Required work |
Copy the data below from its first line through the line containing "<point>283,514</point>", inclusive. Change "keypoint" to "marker" and leave everything else the same.
══════════
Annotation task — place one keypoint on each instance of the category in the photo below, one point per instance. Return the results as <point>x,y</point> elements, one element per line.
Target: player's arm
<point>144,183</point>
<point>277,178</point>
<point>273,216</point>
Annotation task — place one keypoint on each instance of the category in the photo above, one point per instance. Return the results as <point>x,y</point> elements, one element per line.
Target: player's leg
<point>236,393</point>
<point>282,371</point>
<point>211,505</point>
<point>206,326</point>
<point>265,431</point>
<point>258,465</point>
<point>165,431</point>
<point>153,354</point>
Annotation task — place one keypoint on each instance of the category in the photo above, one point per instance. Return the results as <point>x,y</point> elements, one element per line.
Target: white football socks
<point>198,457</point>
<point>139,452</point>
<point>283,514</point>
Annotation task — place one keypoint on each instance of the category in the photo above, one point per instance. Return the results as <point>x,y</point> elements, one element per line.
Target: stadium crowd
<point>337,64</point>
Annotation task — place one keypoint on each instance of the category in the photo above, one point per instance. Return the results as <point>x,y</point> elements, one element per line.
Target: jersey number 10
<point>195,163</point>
══════════
Answer to this exercise |
Annotation task — place one marker on each instance of the category in the photo below, one point per instance. Return the results as <point>x,y</point> elements, one element per line.
Target: player's arm
<point>144,183</point>
<point>277,178</point>
<point>273,216</point>
Annotation task — place one marker on each instance of the category in the photo above, one point per instance. Return the results as <point>x,y</point> elements, one element per line.
Target: player's leg
<point>236,393</point>
<point>282,371</point>
<point>211,505</point>
<point>206,326</point>
<point>265,431</point>
<point>258,465</point>
<point>165,431</point>
<point>153,354</point>
Annotation task — place one marker on each instance of the category in the photo above, one point per instance. Return the results as <point>x,y</point> elements, one element per line.
Target: white football socks
<point>198,457</point>
<point>139,452</point>
<point>283,514</point>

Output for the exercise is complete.